◆ EXCERPTED RECORDS:
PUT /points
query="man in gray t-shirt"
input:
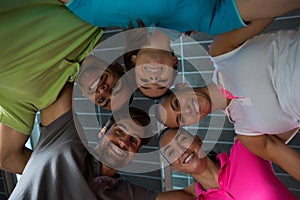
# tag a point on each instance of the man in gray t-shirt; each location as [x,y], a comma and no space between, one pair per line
[60,167]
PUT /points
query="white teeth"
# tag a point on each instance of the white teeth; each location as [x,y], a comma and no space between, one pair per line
[95,84]
[188,158]
[196,106]
[117,150]
[153,69]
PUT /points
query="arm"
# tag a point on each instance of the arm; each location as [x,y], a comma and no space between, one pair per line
[226,42]
[62,105]
[13,153]
[186,194]
[271,148]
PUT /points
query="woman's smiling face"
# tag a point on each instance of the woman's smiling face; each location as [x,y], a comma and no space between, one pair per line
[182,150]
[184,107]
[155,71]
[100,84]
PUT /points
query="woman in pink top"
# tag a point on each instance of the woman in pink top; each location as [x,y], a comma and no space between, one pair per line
[240,175]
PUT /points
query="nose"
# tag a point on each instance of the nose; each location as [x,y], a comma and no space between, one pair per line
[104,89]
[154,77]
[180,149]
[124,142]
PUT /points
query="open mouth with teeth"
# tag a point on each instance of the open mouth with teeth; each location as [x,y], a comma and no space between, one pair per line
[153,69]
[189,157]
[196,107]
[116,151]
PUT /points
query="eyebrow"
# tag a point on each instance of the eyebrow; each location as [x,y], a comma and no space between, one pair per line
[166,148]
[116,92]
[106,103]
[126,129]
[177,118]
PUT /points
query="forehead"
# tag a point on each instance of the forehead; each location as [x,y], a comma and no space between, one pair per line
[174,135]
[130,127]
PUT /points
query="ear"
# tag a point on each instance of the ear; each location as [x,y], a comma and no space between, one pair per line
[102,132]
[181,85]
[175,61]
[133,59]
[173,168]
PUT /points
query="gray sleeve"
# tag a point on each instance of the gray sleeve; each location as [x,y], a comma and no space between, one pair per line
[140,192]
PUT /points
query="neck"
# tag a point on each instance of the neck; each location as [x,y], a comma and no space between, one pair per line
[209,177]
[218,101]
[107,171]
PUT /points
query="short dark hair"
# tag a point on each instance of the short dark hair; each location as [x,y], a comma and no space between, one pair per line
[140,117]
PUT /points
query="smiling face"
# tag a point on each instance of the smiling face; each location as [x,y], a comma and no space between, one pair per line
[119,145]
[100,83]
[183,150]
[155,71]
[184,107]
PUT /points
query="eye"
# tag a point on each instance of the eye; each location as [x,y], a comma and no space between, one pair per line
[101,100]
[170,154]
[134,140]
[119,132]
[182,119]
[176,103]
[144,80]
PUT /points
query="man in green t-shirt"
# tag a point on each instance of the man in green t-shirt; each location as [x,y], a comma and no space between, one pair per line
[42,44]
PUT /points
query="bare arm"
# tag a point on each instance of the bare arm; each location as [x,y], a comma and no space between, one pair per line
[62,105]
[13,153]
[226,42]
[272,148]
[186,194]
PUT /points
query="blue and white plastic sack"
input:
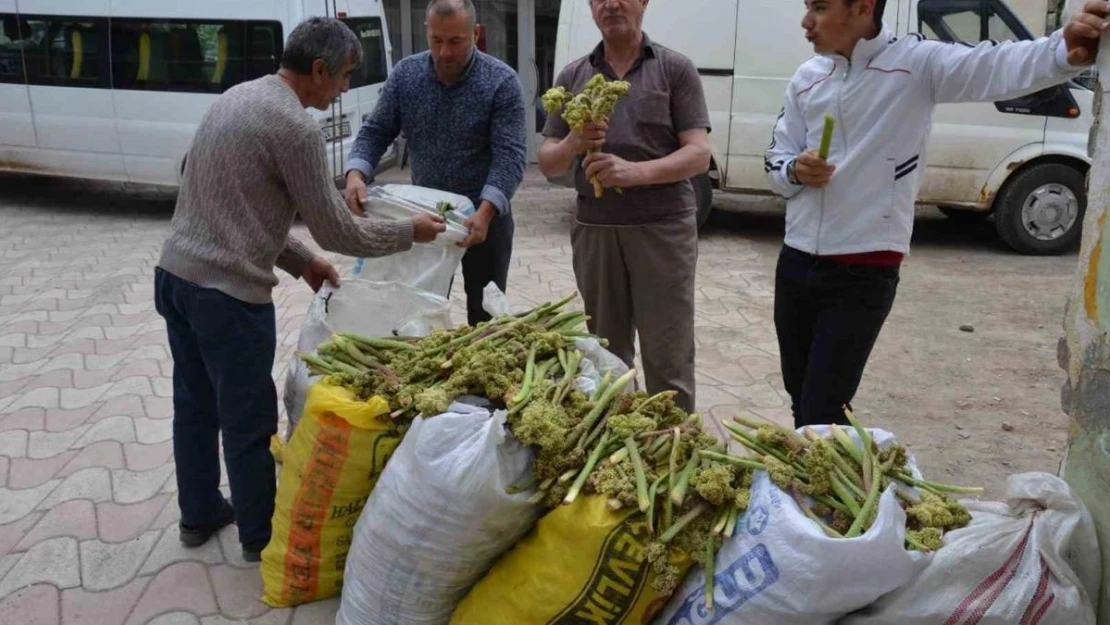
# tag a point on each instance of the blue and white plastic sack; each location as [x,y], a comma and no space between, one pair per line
[429,266]
[780,568]
[1030,561]
[437,520]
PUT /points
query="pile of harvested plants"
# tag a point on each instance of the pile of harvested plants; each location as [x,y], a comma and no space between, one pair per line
[641,452]
[837,482]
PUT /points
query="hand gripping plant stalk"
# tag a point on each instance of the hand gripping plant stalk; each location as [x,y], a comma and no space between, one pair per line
[594,104]
[826,138]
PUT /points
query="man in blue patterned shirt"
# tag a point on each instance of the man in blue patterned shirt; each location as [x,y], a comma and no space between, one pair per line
[463,113]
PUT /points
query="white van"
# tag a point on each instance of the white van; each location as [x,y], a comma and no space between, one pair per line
[1023,160]
[114,89]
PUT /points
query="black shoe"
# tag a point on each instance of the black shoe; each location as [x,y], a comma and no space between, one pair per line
[197,536]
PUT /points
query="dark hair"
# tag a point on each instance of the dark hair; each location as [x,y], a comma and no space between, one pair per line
[880,6]
[447,8]
[321,38]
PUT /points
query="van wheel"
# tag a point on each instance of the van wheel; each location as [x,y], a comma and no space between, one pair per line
[703,190]
[1040,210]
[964,215]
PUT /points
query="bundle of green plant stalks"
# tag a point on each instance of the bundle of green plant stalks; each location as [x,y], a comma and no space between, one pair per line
[424,375]
[838,483]
[641,452]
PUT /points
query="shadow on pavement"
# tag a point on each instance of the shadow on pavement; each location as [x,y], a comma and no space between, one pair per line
[63,195]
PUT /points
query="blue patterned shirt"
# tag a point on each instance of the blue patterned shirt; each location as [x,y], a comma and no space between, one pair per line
[468,138]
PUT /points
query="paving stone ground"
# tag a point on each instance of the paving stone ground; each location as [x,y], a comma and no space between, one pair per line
[88,513]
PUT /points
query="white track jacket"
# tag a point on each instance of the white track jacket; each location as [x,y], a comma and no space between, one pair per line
[883,101]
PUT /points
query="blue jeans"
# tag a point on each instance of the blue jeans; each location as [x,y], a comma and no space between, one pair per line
[827,316]
[223,353]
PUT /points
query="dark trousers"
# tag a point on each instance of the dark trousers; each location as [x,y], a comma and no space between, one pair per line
[223,352]
[827,316]
[485,263]
[639,280]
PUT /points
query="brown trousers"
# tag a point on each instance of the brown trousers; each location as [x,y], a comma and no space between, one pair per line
[641,280]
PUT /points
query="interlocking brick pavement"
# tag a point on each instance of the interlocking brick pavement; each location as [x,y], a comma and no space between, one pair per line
[88,513]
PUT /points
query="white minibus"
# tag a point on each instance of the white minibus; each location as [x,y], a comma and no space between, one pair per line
[114,89]
[1022,160]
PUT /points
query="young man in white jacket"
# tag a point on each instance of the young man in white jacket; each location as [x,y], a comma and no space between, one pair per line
[849,219]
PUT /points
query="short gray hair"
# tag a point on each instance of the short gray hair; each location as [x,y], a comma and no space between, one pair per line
[328,39]
[447,8]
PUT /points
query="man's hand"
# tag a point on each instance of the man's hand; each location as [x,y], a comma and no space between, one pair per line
[356,192]
[426,227]
[1083,31]
[614,171]
[318,271]
[591,138]
[477,225]
[813,170]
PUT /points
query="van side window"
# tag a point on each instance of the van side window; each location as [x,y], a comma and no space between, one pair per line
[374,68]
[66,51]
[13,36]
[969,21]
[191,56]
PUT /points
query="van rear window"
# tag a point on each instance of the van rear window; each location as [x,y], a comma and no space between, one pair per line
[374,67]
[201,57]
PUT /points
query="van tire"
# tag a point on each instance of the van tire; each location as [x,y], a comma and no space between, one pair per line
[703,190]
[1061,188]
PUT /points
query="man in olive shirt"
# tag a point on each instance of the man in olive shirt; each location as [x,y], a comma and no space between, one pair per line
[635,252]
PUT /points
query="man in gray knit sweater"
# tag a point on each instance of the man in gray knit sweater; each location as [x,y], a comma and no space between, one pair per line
[258,159]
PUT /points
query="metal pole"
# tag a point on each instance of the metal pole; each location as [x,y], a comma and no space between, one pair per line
[1085,351]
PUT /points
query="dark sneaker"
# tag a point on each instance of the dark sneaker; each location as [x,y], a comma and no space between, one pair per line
[197,536]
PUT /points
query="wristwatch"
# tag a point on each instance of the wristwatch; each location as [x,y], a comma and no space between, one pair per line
[790,175]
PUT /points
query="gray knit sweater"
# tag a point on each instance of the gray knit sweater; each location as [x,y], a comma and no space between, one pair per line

◆ JOB:
Reproduce the full material exactly, excluding the pictures.

◆ RESULT FOR THIS TASK:
PUT /points
query="man in gray t-shirt"
input:
# tag a point on each instance of the man in gray t-shirt; each location as [x,y], a comma and no space between, one pair per line
[60,167]
PUT /points
query="white teeth"
# tag a point on each instance of the white teeth; each location as [x,y], a comma and no space between, one pair per line
[95,84]
[188,158]
[196,106]
[117,150]
[153,69]
PUT /points
query="arm"
# tag a point on each instance of the arm; each location as [x,y], a comma and no space between, one pair per line
[226,42]
[62,105]
[13,153]
[186,194]
[271,148]
PUT /points
query="woman's smiling face"
# tag a point on each instance of the woman's smiling face; each location as [x,y], a comma and no space between, one pair per line
[182,150]
[184,107]
[155,71]
[100,84]
PUT /points
query="woman in pink top"
# tag a point on each instance of the woman in pink top; each location as [x,y], a comma and no space between, one pair per line
[240,175]
PUT /points
query="nose"
# tag a point on each instance of the nose; each location as [x,y], a comma and no space between, one pair per line
[104,89]
[154,77]
[180,149]
[124,142]
PUT /points
query="open mouth with teeth"
# tag a point on each instance of the open mouth with teeth; each location as [x,y], a comma and no space between, one pair per line
[153,69]
[189,157]
[196,107]
[116,151]
PUT /points
query="eyebrow"
# tag a point on each instance of the eyebrow; each location as [x,y], a comma and no space between, one pair per line
[166,148]
[116,92]
[106,103]
[126,129]
[177,118]
PUT /points
query="forehead"
# tag a point on each instance of the forehead; each location as [x,y], a comma and no space between, one pair per line
[174,135]
[130,127]
PUT /points
query="ear"
# tag a point on each instance of the ear; each location as [x,y], a comma and no space between, one pair per line
[102,132]
[181,85]
[175,61]
[133,59]
[173,168]
PUT /points
query="gray sleeve"
# tag a point on each instance of the gray sleeve; each location as [x,y], a comma and no space between, one pair per line
[140,192]
PUT /points
query="neck"
# tag a point on each instance of the neck; each location as [x,y], a comma and no space between, one pair per line
[209,177]
[218,101]
[107,171]
PUT /points
query="short dark hair"
# tag a point on each instance of the short dark hair; each location as [x,y], a comma and no space between, one pair per line
[140,117]
PUT /points
query="smiling face"
# tag a point on each instance of the smiling face; each location as [x,y], a comma and no space between, one pair per line
[119,145]
[100,83]
[183,150]
[155,71]
[184,107]
PUT /points
query="eye"
# tag a point on each instance of the eye; each location as [x,y], a comma and no space between, one pair per line
[101,100]
[170,154]
[134,140]
[119,132]
[182,119]
[176,103]
[144,80]
PUT /points
query="man in green t-shirt"
# tag a point on each instance of the man in green t-shirt; each location as [x,y], a comma and no space between, one pair per line
[42,44]
PUT /points
query="bare arm"
# tag a point on each instance of the bare arm; each location as [x,y], a comma and no space between, one pair per line
[62,105]
[13,153]
[226,42]
[272,148]
[186,194]
PUT /points
query="blue and white plastic sack"
input:
# tag a point on each instance of the blue and white plastic sack; each location as [x,y], a comma and no space between, one pair per line
[429,266]
[780,568]
[1030,561]
[437,520]
PUT /points
query="pile of harvested plants"
# tag a point on each instance of the pile of harvested plants; each location as [x,y], a comma and no space between, one pair per line
[641,452]
[837,482]
PUT /points
query="hand gripping plant stalk"
# tag a point on each instance of the hand gripping plant stalk; each location as [x,y], a comma and no space between, one pair per line
[594,104]
[826,138]
PUT /points
query="man in blue patterned shirt"
# tag a point on each instance of the man in blue patterned shirt; each location as [x,y], a comma and no space between, one pair per line
[463,113]
PUT /points
query="white van"
# tag a point on each instance of the white van; each location as [x,y], a comma and no space between, one pair per line
[1023,160]
[114,89]
PUT /points
query="black shoe"
# tag a point on each instance of the black shoe; each location as [x,y], a comma and no space between, one pair per line
[197,536]
PUT /points
query="dark hair"
# tag a point on each instance of the dark hair; each location as [x,y], a comma and no space between, one pair per line
[880,6]
[447,8]
[321,38]
PUT /points
query="van wheel"
# tag a point on each instance of the van wheel; each location as [x,y], a comma and no space between, one pair per line
[703,190]
[1040,210]
[964,215]
PUT /points
query="bundle of green plant stalks"
# tag a point on each instance of the bundle of green plant stalks; each location as [x,y], a comma and no space between, one pair per line
[424,375]
[838,483]
[641,452]
PUT /points
query="shadow on pavement"
# tag a point on each instance of the shadow on pavement; each location as [x,y], a comma and no space between, one pair per line
[63,195]
PUT /points
query="blue patterned shirt"
# tag a point on each instance of the blue patterned shirt; each location as [x,y], a comma and no space between, one pair per line
[468,138]
PUT /points
query="paving stone ground"
# tag a point on each instance of the paving stone ground; each location as [x,y], a comma and no space between, one pair per line
[88,513]
PUT /points
query="white track jacket"
# tag a point on each instance of the white track jacket; each location as [x,y], a comma and no space between, one pair per line
[883,101]
PUT /points
query="blue jeans"
# tag a point on each instance of the blue jeans; each location as [x,y], a comma and no space between, one pair per line
[827,316]
[223,353]
PUT /points
query="dark trousers"
# tag a point on each instance of the dark trousers; each location as [x,y], a comma and no space between, one pair per line
[223,352]
[827,316]
[485,263]
[639,280]
PUT /points
query="brown trousers"
# tag a point on each instance of the brown trousers; each location as [x,y], a comma and no space between, one pair per line
[641,280]
PUT /points
query="interlocking brick pavement"
# tag a point on each instance of the interlocking brick pavement; each location as [x,y], a comma and no space between, one pair per line
[88,513]
PUT /points
query="white minibus"
# tag a point on each instance of the white minibus; each location as [x,y], a comma and no space between, one pair per line
[114,89]
[1022,160]
PUT /points
query="young man in white jacket"
# tag a point on each instance of the young man in white jacket; each location as [x,y], a comma and no space between, one pair per line
[849,219]
PUT /points
query="short gray hair"
# tag a point on each instance of the short gray hair; each location as [x,y], a comma and no space between, one pair per line
[328,39]
[447,8]
PUT /points
query="man's hand"
# tag a point on each instance of the man's hand; each location as [x,y], a comma and no space between, one pair per line
[356,192]
[426,227]
[1083,31]
[614,171]
[318,271]
[591,138]
[477,225]
[813,170]
PUT /points
query="van side window"
# tag a point on each instance of the van side window; each location as [x,y], a comma and no space between, one pair per line
[374,68]
[66,51]
[13,36]
[969,21]
[191,56]
PUT /points
query="van rear window"
# tag a point on each instance of the van rear window; each location as [x,y], a comma and no space between, one pair per line
[374,67]
[201,57]
PUT /points
query="van tire"
# tag a point on each instance of the van tire; each location as [x,y], a comma and no space between, one pair per line
[703,190]
[1061,188]
PUT /points
query="man in olive shirt"
# tag a point on each instance of the man in olive shirt; each location as [x,y], a comma and no space between, one pair per line
[635,252]
PUT /points
query="man in gray knit sweater"
# tag a point on each instance of the man in gray knit sweater; each location as [x,y], a comma and no space between, one pair per line
[258,159]
PUT /points
query="metal pole"
# tag a point on each instance of the metal pole; each location as [x,y], a comma and no space between, one pair per line
[1085,351]
PUT /points
query="dark sneaker"
# tag a point on each instance of the dark sneaker; each location as [x,y], a comma and no space between, one pair per line
[197,536]
PUT /points
query="wristwatch"
# tag a point on each instance of the wristwatch; each location as [x,y], a comma and no space between, one pair per line
[790,175]
PUT /points
query="gray knit sweater"
# tag a point on each instance of the gray knit sweater; each location as [x,y], a comma and no space between, one pair per line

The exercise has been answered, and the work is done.